● EXERCISE DETAILS
Please turn the lines from the one containing "Please trace the outline of every instance of the window" through the end of the lines, both ends included, into a two-column CSV with the headers input and output. Each row should hold one text to be answered and its answer, each in a single quoted field with line breaks replaced by spaces.

● EXTRACTED ENTRIES
· · ·
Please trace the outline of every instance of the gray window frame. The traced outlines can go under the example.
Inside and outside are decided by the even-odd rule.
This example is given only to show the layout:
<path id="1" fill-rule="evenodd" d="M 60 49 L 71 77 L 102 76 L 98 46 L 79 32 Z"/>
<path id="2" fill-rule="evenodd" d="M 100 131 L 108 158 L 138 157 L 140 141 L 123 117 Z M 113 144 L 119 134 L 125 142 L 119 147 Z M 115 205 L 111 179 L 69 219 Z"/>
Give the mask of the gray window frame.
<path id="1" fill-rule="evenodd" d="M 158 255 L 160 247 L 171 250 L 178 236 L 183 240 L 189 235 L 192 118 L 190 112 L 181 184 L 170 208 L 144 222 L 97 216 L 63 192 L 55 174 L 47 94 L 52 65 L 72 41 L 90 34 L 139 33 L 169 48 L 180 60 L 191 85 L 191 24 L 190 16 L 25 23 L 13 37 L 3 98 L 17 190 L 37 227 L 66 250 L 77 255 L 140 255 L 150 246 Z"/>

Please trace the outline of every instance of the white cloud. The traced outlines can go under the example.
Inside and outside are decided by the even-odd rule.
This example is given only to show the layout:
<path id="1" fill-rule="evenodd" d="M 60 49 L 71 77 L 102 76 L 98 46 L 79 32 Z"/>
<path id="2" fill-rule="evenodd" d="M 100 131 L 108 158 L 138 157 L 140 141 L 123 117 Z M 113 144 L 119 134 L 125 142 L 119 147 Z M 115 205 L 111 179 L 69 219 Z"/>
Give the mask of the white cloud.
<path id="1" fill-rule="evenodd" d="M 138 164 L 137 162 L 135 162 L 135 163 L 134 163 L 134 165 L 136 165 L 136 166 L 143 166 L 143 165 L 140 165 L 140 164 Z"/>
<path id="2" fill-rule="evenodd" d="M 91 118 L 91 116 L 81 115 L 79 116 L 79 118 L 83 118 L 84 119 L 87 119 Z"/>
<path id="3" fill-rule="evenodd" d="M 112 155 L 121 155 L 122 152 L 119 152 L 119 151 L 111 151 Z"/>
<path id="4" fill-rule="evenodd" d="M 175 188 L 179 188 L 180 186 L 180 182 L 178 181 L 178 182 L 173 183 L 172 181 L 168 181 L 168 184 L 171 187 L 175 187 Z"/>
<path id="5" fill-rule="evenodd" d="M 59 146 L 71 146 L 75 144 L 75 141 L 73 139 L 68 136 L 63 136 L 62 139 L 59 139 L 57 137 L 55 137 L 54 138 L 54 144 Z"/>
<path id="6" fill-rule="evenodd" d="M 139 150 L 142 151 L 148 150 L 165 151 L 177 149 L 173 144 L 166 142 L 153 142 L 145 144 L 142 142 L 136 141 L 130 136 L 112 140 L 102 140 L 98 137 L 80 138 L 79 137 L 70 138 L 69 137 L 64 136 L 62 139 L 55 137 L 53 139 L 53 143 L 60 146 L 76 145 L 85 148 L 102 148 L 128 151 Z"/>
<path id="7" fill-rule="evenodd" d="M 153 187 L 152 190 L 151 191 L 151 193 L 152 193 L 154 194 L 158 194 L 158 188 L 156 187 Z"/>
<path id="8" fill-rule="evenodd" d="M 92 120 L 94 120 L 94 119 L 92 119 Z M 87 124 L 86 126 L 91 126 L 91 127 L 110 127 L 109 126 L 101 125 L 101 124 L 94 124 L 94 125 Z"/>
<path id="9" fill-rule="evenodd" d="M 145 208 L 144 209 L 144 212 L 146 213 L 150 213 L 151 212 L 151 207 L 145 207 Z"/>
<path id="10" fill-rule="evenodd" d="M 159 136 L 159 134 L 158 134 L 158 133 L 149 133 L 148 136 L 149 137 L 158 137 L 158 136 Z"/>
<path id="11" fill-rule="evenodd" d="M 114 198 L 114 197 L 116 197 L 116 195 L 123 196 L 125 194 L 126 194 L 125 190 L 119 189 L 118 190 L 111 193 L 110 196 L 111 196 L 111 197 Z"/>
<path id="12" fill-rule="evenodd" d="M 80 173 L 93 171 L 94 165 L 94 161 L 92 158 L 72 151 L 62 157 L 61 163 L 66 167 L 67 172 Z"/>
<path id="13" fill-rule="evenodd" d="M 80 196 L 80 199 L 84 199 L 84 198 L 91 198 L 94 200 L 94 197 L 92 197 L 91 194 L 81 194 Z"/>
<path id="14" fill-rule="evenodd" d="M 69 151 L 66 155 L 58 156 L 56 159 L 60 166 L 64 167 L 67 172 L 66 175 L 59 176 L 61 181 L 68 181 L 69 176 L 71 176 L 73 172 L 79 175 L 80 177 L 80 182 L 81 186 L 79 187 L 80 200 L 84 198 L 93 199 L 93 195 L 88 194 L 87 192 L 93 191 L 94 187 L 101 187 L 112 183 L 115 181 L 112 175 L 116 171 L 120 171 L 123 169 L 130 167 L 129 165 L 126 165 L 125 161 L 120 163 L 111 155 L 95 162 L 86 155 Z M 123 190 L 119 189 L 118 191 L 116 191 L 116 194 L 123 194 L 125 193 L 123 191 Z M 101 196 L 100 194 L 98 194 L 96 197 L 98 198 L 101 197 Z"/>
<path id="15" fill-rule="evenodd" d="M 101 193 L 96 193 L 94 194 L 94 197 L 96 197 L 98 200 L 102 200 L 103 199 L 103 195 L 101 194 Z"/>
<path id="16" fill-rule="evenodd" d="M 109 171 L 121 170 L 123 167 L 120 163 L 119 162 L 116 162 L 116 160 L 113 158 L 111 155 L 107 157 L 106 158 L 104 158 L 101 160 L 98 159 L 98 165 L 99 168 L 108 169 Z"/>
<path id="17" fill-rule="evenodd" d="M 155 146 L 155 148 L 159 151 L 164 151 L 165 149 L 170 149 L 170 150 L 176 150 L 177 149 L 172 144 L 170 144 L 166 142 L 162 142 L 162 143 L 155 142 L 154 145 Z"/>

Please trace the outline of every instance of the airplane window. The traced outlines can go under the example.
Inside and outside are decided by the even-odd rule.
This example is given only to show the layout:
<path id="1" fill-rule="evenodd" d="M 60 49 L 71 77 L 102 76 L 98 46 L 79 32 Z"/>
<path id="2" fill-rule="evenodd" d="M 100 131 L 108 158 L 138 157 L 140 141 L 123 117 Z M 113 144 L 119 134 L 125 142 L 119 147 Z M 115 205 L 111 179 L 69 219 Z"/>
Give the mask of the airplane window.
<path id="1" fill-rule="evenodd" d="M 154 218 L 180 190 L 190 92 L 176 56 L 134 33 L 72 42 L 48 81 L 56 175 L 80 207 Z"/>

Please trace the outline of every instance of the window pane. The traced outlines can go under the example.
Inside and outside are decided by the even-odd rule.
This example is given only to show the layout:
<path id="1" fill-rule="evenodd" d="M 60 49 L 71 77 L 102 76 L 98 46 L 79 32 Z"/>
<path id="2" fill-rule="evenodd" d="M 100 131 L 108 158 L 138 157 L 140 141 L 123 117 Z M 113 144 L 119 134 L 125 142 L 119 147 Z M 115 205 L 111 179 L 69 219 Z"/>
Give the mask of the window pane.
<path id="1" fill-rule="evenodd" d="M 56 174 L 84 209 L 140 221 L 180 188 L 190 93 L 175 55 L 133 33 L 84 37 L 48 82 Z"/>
· · ·
● FULL ANSWER
input,output
"Please trace the outline of every instance of the window pane. The traced outlines can go under the example. Inside and outside are decided by the even-odd rule. This example is given only to show the layout: <path id=""1"" fill-rule=""evenodd"" d=""M 60 49 L 71 77 L 102 76 L 98 46 L 79 32 Z""/> <path id=""2"" fill-rule=""evenodd"" d=""M 100 131 L 108 158 L 138 157 L 140 141 L 123 117 Z M 113 144 L 119 134 L 125 142 L 119 147 Z M 115 205 L 111 179 L 69 219 Z""/> Give the mask of the window pane.","<path id=""1"" fill-rule=""evenodd"" d=""M 56 174 L 84 209 L 140 221 L 180 188 L 190 93 L 175 55 L 133 33 L 84 37 L 48 82 Z""/>"